=== RECORDS TO USE ===

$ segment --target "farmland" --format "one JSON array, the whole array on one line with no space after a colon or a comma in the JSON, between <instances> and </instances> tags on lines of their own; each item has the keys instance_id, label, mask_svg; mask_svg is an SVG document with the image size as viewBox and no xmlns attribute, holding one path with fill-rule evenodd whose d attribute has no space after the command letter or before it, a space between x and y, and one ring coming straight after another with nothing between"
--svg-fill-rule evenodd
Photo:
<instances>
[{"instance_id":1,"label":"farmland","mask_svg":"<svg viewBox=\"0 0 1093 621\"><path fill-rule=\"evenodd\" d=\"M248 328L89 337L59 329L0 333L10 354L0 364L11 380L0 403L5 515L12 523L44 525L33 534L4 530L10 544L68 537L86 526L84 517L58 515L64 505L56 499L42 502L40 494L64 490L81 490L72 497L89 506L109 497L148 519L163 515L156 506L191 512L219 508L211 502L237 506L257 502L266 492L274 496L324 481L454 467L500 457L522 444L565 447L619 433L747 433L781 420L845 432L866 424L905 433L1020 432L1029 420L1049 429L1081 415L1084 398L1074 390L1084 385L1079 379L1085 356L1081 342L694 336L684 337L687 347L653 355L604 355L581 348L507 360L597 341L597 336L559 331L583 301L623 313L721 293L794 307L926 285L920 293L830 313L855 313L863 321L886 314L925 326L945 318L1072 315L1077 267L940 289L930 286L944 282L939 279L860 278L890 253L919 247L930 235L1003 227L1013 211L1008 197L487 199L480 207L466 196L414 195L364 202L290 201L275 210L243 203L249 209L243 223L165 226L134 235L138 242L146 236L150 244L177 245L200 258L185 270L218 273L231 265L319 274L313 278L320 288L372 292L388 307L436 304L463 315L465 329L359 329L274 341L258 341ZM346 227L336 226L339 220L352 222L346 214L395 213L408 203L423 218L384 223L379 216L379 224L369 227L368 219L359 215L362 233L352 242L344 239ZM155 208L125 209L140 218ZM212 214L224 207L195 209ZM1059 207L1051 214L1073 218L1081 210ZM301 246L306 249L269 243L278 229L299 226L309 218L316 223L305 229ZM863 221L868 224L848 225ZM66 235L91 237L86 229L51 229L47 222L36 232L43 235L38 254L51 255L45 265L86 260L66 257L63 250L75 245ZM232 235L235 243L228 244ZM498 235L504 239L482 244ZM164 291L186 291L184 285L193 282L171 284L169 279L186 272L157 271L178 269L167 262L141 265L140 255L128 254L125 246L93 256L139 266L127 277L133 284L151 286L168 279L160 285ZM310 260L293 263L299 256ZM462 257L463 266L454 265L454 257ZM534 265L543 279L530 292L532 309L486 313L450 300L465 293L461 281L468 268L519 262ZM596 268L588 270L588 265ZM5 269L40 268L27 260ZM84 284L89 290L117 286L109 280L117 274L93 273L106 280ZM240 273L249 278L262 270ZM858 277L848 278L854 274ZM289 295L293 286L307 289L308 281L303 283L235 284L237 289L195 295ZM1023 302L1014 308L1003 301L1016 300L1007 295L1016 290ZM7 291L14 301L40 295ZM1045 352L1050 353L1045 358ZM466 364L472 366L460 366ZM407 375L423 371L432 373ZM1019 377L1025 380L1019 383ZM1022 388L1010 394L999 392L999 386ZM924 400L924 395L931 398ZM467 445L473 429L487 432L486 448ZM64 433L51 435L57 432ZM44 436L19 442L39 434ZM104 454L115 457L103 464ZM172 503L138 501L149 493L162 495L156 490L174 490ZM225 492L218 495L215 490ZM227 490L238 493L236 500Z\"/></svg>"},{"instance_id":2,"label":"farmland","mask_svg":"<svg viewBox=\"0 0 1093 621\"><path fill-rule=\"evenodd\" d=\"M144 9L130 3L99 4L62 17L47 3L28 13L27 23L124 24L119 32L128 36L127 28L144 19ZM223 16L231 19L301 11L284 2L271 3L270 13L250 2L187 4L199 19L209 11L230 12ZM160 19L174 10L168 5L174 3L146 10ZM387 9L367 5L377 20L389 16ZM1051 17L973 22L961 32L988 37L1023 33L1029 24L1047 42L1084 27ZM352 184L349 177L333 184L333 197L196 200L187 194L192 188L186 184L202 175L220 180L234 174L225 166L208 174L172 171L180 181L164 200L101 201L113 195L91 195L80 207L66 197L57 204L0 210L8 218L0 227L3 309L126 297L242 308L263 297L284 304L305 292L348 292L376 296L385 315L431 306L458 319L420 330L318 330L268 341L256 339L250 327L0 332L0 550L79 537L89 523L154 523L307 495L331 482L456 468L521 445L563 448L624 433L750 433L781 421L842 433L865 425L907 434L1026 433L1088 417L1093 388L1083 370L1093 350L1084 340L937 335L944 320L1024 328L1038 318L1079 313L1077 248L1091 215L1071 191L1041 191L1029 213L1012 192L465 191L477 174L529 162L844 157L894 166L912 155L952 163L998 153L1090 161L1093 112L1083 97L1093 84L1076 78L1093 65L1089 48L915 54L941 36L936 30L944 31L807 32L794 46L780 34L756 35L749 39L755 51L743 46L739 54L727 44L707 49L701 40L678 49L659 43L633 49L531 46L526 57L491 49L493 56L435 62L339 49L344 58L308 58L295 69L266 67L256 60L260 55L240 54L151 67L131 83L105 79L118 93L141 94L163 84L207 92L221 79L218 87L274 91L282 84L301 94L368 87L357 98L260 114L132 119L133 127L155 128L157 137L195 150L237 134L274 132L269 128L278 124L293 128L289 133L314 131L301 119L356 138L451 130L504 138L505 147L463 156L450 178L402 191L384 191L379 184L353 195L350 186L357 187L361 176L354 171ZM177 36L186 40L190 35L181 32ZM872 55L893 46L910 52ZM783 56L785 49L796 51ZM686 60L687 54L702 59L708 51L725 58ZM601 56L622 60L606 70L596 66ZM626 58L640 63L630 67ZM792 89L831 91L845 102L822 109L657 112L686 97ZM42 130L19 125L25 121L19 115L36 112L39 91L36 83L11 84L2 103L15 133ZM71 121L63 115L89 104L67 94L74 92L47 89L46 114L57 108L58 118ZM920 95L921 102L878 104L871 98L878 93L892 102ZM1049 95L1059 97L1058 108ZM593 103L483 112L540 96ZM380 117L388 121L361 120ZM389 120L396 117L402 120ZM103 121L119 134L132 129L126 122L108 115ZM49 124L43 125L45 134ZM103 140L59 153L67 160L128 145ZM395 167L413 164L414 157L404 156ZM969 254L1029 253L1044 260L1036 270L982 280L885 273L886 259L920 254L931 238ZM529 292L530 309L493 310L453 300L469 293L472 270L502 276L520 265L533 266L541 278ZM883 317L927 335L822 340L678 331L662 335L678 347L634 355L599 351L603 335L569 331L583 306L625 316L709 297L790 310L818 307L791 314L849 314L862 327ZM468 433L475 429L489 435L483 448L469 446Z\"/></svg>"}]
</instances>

===

[TASK INSTRUCTIONS]: Write out all the data again, exactly as it appears.

[RESULT BELOW]:
$ segment --target "farmland" --format "one JSON array, the whole array on one line with no space after a colon or a comma in the JSON, between <instances> and </instances> tags on lines of their own; each item has the keys instance_id, label, mask_svg; mask_svg is an SVG document with the image size as viewBox and no xmlns attribute, holding one path with fill-rule evenodd whose d attribute has no space after the command letter or before it, a space between x and y, and one ring coming straight after another with nothing between"
--svg-fill-rule evenodd
Photo:
<instances>
[{"instance_id":1,"label":"farmland","mask_svg":"<svg viewBox=\"0 0 1093 621\"><path fill-rule=\"evenodd\" d=\"M248 328L89 337L59 329L0 333L10 354L0 364L11 380L0 403L5 515L12 523L44 525L33 534L4 530L10 544L68 537L86 526L84 517L58 515L64 505L56 499L42 502L40 494L64 490L81 490L72 497L89 506L109 497L148 519L163 515L156 506L191 512L219 508L211 502L237 506L257 502L266 492L274 496L324 481L454 467L500 457L522 444L565 447L619 433L747 433L781 420L845 432L866 424L905 433L1020 432L1029 420L1049 429L1081 415L1084 398L1074 390L1084 385L1079 379L1085 356L1081 342L694 336L684 337L687 347L653 355L604 355L581 348L507 360L597 341L597 336L559 331L583 301L623 313L721 293L794 307L926 285L920 293L830 313L855 313L863 321L886 314L925 326L945 318L1072 315L1077 267L940 289L930 286L944 282L939 279L860 278L890 253L919 247L930 235L1003 227L1013 211L1008 197L487 199L480 207L466 196L414 195L364 202L290 201L275 210L243 203L249 209L243 223L165 226L134 235L138 242L146 236L150 244L177 245L200 258L185 270L218 273L231 265L319 274L313 278L320 288L372 292L388 307L436 304L463 315L465 329L359 329L274 341L258 341ZM346 227L336 226L339 220L352 222L346 214L395 213L408 203L423 218L384 223L379 216L379 224L369 227L368 219L359 215L362 233L352 242L344 239ZM155 208L125 209L140 218ZM212 214L224 207L195 209ZM1059 207L1051 214L1073 218L1081 210ZM301 246L306 249L269 243L278 229L299 226L309 218L316 223L305 229ZM863 221L868 224L848 225ZM66 235L91 237L86 229L51 229L47 222L36 232L43 235L38 254L51 255L45 265L86 260L66 257L63 250L75 245ZM232 235L235 243L228 244ZM498 235L504 239L482 244ZM164 291L186 291L184 285L193 282L171 284L169 279L186 272L157 271L178 269L167 262L141 265L140 255L128 254L125 246L93 256L139 266L127 277L133 284L151 286L168 279L160 285ZM310 260L293 263L299 256ZM462 257L463 266L454 265L454 257ZM534 265L543 279L530 292L532 309L486 313L450 300L465 293L461 281L468 268L519 262ZM596 268L588 270L588 265ZM5 269L40 268L27 260ZM84 284L89 290L117 286L109 280L117 274L93 273L106 280ZM240 273L249 278L262 270ZM858 277L848 278L854 274ZM289 295L293 286L307 289L308 281L303 283L235 284L237 289L195 295ZM1023 302L1014 308L1003 301L1016 300L1007 295L1016 290ZM7 291L14 301L40 295ZM1045 352L1050 353L1045 358ZM466 364L472 366L460 366ZM407 375L423 371L432 373ZM1019 377L1025 380L1019 383ZM1022 388L1010 394L999 392L999 386ZM924 400L924 395L931 398ZM467 445L473 429L487 432L486 448ZM64 433L51 435L57 432ZM44 436L19 442L39 434ZM104 454L115 457L103 464ZM172 503L138 501L149 493L162 495L156 490L174 490ZM225 492L218 495L215 490ZM227 490L238 493L236 500Z\"/></svg>"},{"instance_id":2,"label":"farmland","mask_svg":"<svg viewBox=\"0 0 1093 621\"><path fill-rule=\"evenodd\" d=\"M144 9L130 3L99 4L62 17L47 3L28 13L27 23L124 24L119 32L128 36L127 28L144 19ZM223 16L231 19L301 11L284 2L271 3L270 13L250 2L187 4L199 19L209 11L230 12ZM160 19L174 10L168 5L174 3L146 10ZM387 9L367 5L377 20L389 16ZM1051 17L973 22L961 32L988 37L1023 33L1029 24L1047 42L1084 27ZM352 184L349 177L333 184L333 197L196 200L187 194L192 188L186 184L202 175L220 180L234 174L225 166L208 174L172 171L180 181L164 200L101 201L113 195L91 195L80 207L66 197L57 204L0 210L8 218L0 227L3 309L126 297L242 308L263 297L284 304L305 292L348 292L376 296L385 315L431 306L458 319L420 330L318 330L268 341L256 339L250 327L0 332L0 550L79 537L89 523L154 523L307 495L331 482L456 468L521 445L563 448L624 433L750 433L781 421L842 433L865 425L907 434L1026 433L1088 417L1093 388L1083 370L1093 350L1084 340L937 335L944 320L1024 328L1038 318L1079 313L1077 248L1091 215L1071 191L1041 191L1029 213L1012 192L465 191L477 174L529 162L844 157L894 166L912 155L952 163L998 153L1090 161L1093 112L1083 97L1093 84L1076 78L1093 65L1089 48L915 54L941 36L936 30L944 31L807 32L794 46L780 34L756 35L749 39L755 51L743 46L739 54L727 44L707 49L701 40L678 49L659 43L633 49L531 46L526 57L491 49L493 56L435 62L339 49L344 58L308 58L295 69L266 67L256 60L260 55L240 54L151 67L131 83L105 79L118 93L141 94L163 84L207 92L221 79L218 87L274 91L282 84L301 94L368 87L357 98L260 114L132 119L133 127L155 128L157 137L195 150L237 134L274 132L269 128L278 124L293 128L289 133L314 131L301 119L356 138L451 130L504 138L505 147L463 156L450 178L402 191L384 191L379 184L353 195L350 186L357 187L361 176L354 171ZM177 36L186 40L190 35L181 32ZM872 55L893 46L910 52ZM783 56L785 49L796 51ZM686 60L687 54L702 59L708 51L725 58ZM601 56L622 60L606 70L596 66ZM626 58L640 63L630 67ZM792 89L831 91L845 102L822 109L657 112L686 97ZM42 130L19 125L25 121L19 115L36 112L39 91L36 83L11 84L2 103L15 133ZM71 121L63 115L89 104L67 94L74 92L47 89L46 114L57 108L58 118ZM920 95L921 102L878 104L871 98L878 93L892 102ZM1049 95L1059 97L1058 108ZM593 103L483 112L540 96ZM380 117L388 121L361 120ZM389 120L396 117L402 120ZM103 121L119 134L132 129L126 122L108 115ZM49 124L43 125L45 134ZM103 140L59 153L67 160L128 145ZM395 167L413 164L414 157L404 156ZM969 254L1029 253L1044 260L1036 270L982 280L885 273L886 259L920 254L931 238ZM529 292L530 309L493 310L453 300L469 293L472 270L502 276L520 265L533 266L541 278ZM883 317L927 335L822 340L678 331L662 335L678 347L634 355L599 351L603 335L569 331L583 306L625 316L709 297L790 310L818 307L791 314L849 314L862 327ZM468 433L475 429L489 435L483 448L469 446Z\"/></svg>"}]
</instances>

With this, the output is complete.